Work item – This exercise calls for the line with "Label a point on each instance of the building window.", the line with "Label a point on each instance of the metal building.", and all lines between them in the material below, output exactly and with no other lines.

Data to use –
◆ ◆ ◆
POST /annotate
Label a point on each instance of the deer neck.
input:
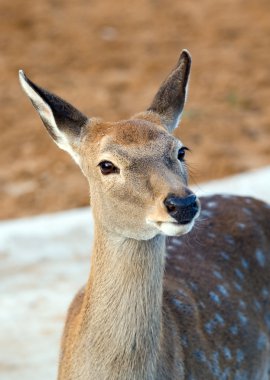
(122, 307)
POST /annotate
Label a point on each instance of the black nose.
(182, 209)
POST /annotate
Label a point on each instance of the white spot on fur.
(260, 257)
(214, 297)
(212, 204)
(46, 114)
(242, 226)
(222, 289)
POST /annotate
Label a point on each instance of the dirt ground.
(108, 58)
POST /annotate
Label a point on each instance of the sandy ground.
(108, 58)
(44, 261)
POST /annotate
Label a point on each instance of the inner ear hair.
(171, 96)
(63, 121)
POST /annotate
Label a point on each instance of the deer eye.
(107, 167)
(181, 153)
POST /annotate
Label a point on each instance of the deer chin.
(172, 228)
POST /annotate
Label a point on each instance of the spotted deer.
(157, 304)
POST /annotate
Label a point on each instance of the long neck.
(122, 307)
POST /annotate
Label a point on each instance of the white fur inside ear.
(47, 116)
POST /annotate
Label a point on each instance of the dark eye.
(107, 167)
(181, 153)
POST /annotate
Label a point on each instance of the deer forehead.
(131, 140)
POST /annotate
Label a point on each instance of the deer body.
(159, 305)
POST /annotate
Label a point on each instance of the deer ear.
(170, 98)
(64, 122)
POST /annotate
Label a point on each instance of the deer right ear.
(64, 122)
(170, 98)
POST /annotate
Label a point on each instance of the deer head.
(135, 168)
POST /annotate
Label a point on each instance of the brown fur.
(208, 316)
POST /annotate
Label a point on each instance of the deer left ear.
(170, 98)
(64, 122)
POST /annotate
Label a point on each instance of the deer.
(179, 287)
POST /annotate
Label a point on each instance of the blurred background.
(108, 58)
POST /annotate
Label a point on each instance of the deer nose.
(182, 209)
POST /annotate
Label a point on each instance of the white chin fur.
(173, 229)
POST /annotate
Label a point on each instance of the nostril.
(170, 205)
(182, 209)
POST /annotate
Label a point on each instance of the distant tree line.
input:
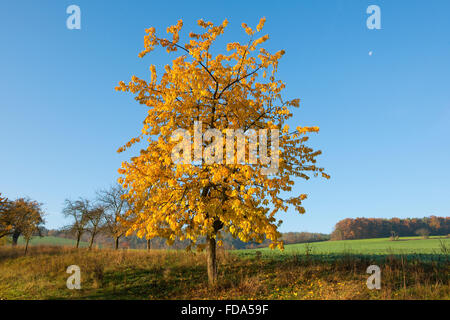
(364, 228)
(21, 217)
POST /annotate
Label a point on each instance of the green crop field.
(51, 241)
(380, 246)
(321, 270)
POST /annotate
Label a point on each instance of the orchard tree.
(78, 212)
(115, 206)
(5, 224)
(22, 216)
(228, 92)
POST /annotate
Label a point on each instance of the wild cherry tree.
(200, 199)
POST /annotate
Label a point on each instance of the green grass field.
(412, 268)
(51, 241)
(381, 246)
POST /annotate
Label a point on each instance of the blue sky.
(384, 117)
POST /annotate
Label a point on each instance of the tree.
(32, 225)
(95, 215)
(78, 211)
(239, 92)
(115, 206)
(21, 216)
(5, 217)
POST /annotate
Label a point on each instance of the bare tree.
(78, 212)
(112, 200)
(95, 216)
(22, 216)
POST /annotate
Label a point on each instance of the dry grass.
(162, 274)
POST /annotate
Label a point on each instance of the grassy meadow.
(411, 268)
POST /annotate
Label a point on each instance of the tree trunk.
(211, 261)
(78, 240)
(92, 241)
(26, 246)
(15, 237)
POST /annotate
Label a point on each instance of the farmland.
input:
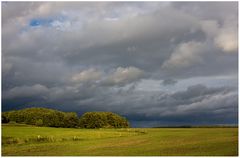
(23, 140)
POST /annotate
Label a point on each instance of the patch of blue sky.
(40, 22)
(47, 22)
(217, 81)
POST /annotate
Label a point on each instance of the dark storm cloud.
(92, 56)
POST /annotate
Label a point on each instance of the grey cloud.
(91, 56)
(169, 82)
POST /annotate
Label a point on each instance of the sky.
(155, 63)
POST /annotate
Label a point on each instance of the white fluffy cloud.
(184, 55)
(87, 75)
(124, 75)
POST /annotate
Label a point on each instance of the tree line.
(54, 118)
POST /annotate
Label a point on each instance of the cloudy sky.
(156, 63)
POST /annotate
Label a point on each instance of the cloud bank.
(157, 63)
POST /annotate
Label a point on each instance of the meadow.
(26, 140)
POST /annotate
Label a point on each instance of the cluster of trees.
(54, 118)
(102, 120)
(42, 117)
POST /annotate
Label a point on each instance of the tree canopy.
(54, 118)
(102, 120)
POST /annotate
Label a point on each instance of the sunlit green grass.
(26, 140)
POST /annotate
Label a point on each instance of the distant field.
(22, 140)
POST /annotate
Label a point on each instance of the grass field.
(22, 140)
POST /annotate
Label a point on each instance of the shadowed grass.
(121, 142)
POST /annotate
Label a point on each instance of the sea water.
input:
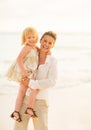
(73, 53)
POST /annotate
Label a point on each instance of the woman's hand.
(25, 81)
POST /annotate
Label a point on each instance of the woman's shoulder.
(52, 58)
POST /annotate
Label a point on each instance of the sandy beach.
(70, 109)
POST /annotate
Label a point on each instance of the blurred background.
(70, 19)
(70, 100)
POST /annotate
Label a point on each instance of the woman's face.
(46, 43)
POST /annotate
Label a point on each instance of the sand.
(70, 109)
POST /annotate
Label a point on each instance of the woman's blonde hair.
(28, 31)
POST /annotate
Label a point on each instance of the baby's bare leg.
(31, 103)
(20, 97)
(32, 98)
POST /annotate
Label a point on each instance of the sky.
(59, 15)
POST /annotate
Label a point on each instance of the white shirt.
(46, 77)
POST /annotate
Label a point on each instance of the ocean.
(72, 50)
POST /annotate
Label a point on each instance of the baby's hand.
(25, 81)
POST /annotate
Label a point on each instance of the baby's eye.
(45, 41)
(50, 43)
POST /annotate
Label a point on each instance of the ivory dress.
(30, 63)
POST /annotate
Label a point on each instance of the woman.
(46, 77)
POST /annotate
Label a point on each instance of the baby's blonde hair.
(28, 31)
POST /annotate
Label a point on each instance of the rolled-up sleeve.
(51, 79)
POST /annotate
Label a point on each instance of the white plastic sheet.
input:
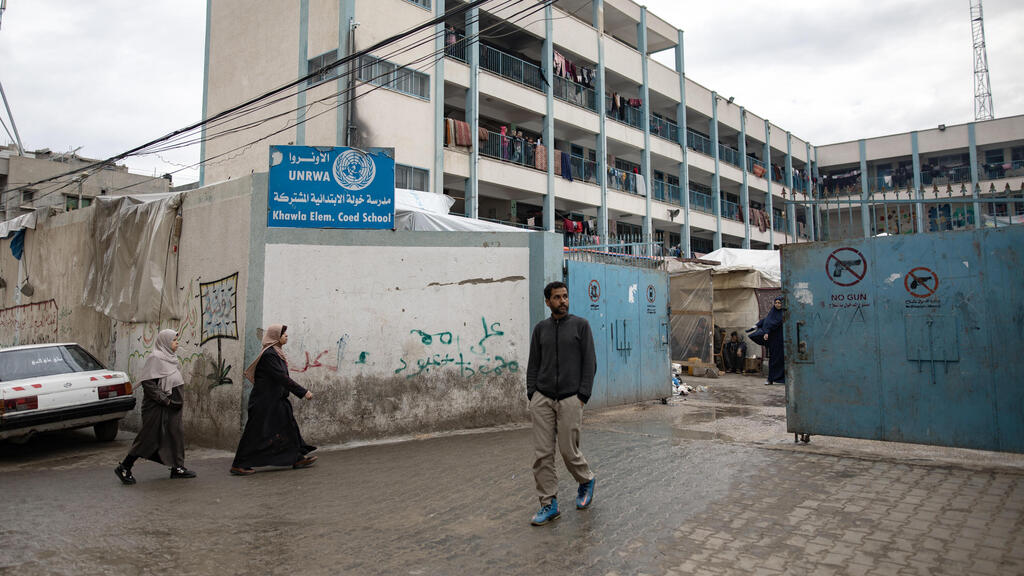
(132, 272)
(24, 221)
(429, 212)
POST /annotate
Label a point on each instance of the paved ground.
(710, 484)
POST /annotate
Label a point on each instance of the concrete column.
(684, 167)
(791, 209)
(716, 191)
(817, 208)
(918, 192)
(744, 201)
(303, 69)
(864, 212)
(975, 189)
(438, 96)
(346, 15)
(547, 65)
(472, 196)
(602, 117)
(809, 209)
(766, 156)
(648, 176)
(206, 90)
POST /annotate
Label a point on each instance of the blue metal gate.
(907, 338)
(628, 311)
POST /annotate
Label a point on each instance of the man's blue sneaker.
(585, 495)
(546, 513)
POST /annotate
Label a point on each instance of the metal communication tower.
(982, 88)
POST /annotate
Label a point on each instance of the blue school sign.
(330, 188)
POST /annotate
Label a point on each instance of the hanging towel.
(462, 136)
(541, 158)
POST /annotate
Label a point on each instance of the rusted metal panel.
(907, 338)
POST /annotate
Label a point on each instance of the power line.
(223, 118)
(353, 56)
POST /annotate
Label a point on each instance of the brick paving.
(678, 492)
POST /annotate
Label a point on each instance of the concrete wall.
(213, 247)
(402, 338)
(25, 169)
(394, 332)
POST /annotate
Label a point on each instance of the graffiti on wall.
(209, 315)
(441, 348)
(218, 306)
(30, 324)
(218, 310)
(444, 348)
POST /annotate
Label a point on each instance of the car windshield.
(47, 361)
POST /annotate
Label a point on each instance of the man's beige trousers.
(556, 420)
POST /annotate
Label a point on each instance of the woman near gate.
(769, 332)
(271, 436)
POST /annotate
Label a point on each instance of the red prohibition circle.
(844, 260)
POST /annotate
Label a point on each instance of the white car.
(57, 386)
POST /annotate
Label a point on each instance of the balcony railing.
(510, 67)
(697, 142)
(626, 114)
(623, 180)
(584, 170)
(498, 62)
(729, 155)
(665, 192)
(664, 129)
(730, 210)
(516, 151)
(752, 162)
(701, 202)
(571, 92)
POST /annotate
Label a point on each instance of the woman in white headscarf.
(271, 437)
(162, 438)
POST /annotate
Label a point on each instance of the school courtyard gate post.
(907, 338)
(625, 296)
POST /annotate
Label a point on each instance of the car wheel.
(105, 432)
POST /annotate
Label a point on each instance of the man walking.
(559, 377)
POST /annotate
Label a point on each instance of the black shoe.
(124, 475)
(179, 471)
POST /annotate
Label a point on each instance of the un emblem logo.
(353, 170)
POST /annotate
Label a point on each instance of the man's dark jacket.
(562, 362)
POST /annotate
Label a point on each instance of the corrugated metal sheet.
(908, 338)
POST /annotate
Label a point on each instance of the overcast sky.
(111, 75)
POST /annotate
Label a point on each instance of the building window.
(391, 76)
(318, 63)
(411, 177)
(71, 202)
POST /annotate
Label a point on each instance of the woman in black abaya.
(770, 332)
(271, 436)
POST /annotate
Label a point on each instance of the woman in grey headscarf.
(162, 438)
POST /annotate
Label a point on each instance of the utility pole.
(982, 88)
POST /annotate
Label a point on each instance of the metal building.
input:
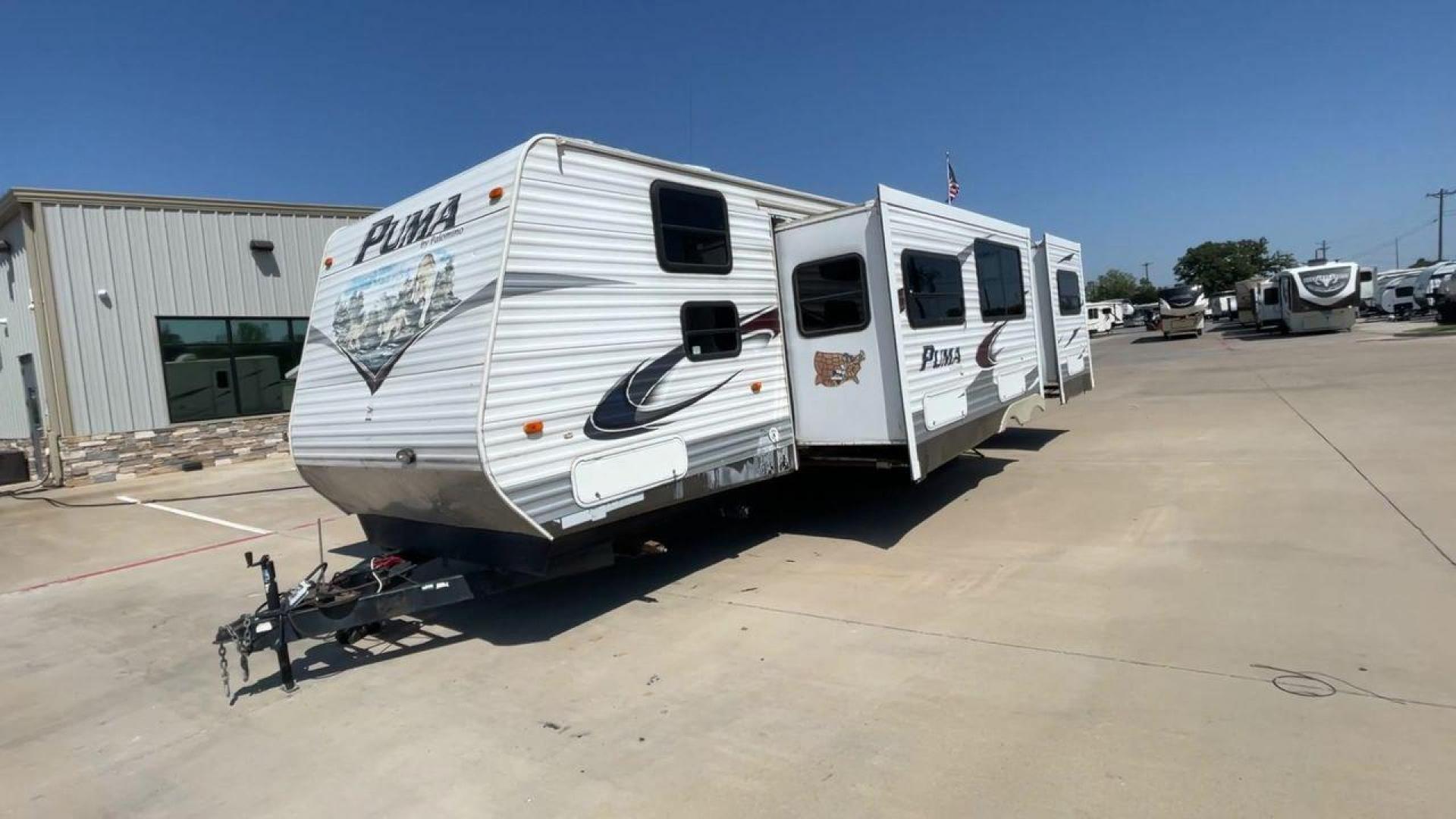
(142, 334)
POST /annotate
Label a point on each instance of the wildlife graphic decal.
(626, 409)
(381, 314)
(984, 354)
(833, 369)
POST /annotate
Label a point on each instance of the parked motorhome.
(1183, 309)
(1427, 281)
(1318, 297)
(1245, 295)
(1266, 305)
(1225, 306)
(568, 335)
(1103, 316)
(1066, 354)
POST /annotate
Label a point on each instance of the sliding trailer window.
(711, 331)
(998, 273)
(691, 228)
(832, 297)
(1069, 293)
(935, 292)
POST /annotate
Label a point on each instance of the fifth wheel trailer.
(511, 366)
(1183, 309)
(1318, 297)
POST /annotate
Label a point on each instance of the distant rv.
(1183, 309)
(1318, 297)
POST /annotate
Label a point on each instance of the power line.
(1440, 222)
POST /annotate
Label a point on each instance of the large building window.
(220, 368)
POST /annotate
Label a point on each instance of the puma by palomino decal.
(984, 356)
(625, 409)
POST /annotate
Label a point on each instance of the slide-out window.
(1069, 293)
(935, 293)
(998, 271)
(711, 330)
(832, 295)
(691, 226)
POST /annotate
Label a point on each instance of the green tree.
(1216, 265)
(1111, 286)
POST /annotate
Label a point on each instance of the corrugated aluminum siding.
(18, 335)
(431, 397)
(156, 261)
(555, 354)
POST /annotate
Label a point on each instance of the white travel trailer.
(1367, 287)
(1183, 309)
(1066, 353)
(1318, 297)
(1395, 292)
(1429, 281)
(570, 335)
(1103, 316)
(1245, 295)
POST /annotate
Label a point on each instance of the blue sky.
(1138, 129)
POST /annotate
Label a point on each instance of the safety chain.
(221, 664)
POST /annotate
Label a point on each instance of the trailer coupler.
(351, 604)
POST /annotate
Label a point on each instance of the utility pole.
(1440, 222)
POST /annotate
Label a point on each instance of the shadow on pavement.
(877, 507)
(1024, 439)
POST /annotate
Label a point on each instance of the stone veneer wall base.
(118, 457)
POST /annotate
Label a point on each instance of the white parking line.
(196, 516)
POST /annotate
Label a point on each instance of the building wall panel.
(164, 261)
(18, 333)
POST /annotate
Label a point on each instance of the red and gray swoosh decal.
(984, 356)
(625, 410)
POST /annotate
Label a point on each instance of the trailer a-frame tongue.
(909, 331)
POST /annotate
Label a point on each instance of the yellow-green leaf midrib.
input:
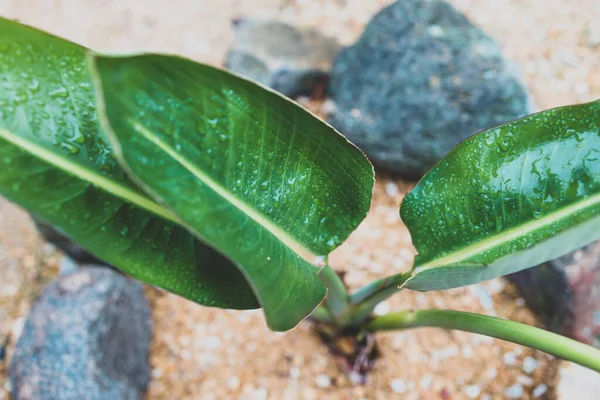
(522, 230)
(215, 186)
(87, 175)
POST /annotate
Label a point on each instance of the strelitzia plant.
(210, 186)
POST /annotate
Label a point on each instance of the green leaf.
(507, 199)
(247, 170)
(56, 162)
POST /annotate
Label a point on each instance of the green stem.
(322, 314)
(337, 300)
(515, 332)
(366, 298)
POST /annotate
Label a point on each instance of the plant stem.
(366, 298)
(322, 314)
(337, 301)
(515, 332)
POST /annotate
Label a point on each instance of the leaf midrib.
(510, 234)
(281, 235)
(87, 175)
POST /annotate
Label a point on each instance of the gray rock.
(87, 337)
(566, 293)
(290, 60)
(421, 79)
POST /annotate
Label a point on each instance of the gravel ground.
(205, 353)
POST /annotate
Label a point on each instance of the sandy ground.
(206, 353)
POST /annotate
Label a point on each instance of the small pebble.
(323, 381)
(425, 381)
(525, 380)
(530, 364)
(391, 189)
(515, 391)
(472, 391)
(467, 351)
(211, 343)
(233, 382)
(398, 386)
(259, 394)
(540, 390)
(294, 373)
(17, 328)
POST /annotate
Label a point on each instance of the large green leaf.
(57, 164)
(250, 172)
(507, 199)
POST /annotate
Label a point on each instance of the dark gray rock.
(290, 60)
(566, 293)
(421, 79)
(87, 337)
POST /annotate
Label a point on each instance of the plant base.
(355, 350)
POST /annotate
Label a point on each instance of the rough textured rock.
(87, 337)
(566, 293)
(419, 80)
(290, 60)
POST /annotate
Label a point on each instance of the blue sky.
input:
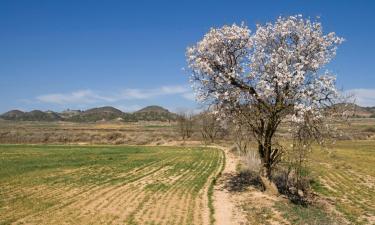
(129, 54)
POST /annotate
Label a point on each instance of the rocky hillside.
(107, 113)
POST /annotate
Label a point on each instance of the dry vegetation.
(91, 184)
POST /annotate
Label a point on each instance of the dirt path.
(226, 212)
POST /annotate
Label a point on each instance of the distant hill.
(107, 113)
(97, 114)
(35, 115)
(358, 111)
(151, 113)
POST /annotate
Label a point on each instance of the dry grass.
(105, 185)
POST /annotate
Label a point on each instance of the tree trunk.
(266, 170)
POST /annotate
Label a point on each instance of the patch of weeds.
(258, 216)
(157, 187)
(319, 188)
(298, 214)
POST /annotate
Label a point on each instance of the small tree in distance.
(264, 78)
(210, 126)
(185, 123)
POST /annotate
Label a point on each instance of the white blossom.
(278, 65)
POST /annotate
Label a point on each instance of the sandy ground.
(226, 212)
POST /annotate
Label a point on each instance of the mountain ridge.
(105, 113)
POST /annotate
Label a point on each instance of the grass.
(105, 184)
(346, 174)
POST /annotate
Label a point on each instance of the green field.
(347, 178)
(106, 185)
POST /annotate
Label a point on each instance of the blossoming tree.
(272, 75)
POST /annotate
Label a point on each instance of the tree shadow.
◆ ◆ ◆
Exercise answer –
Label a point on each instance of the building window.
(391, 76)
(318, 63)
(411, 177)
(71, 202)
POST /annotate
Label a point on each instance of the woman in black abaya.
(770, 332)
(271, 436)
POST /annotate
Label a point on each instance of the woman in grey headscarf.
(162, 438)
POST /annotate
Label a point on each instance of the utility pole.
(982, 88)
POST /annotate
Label a point on each instance of the metal building.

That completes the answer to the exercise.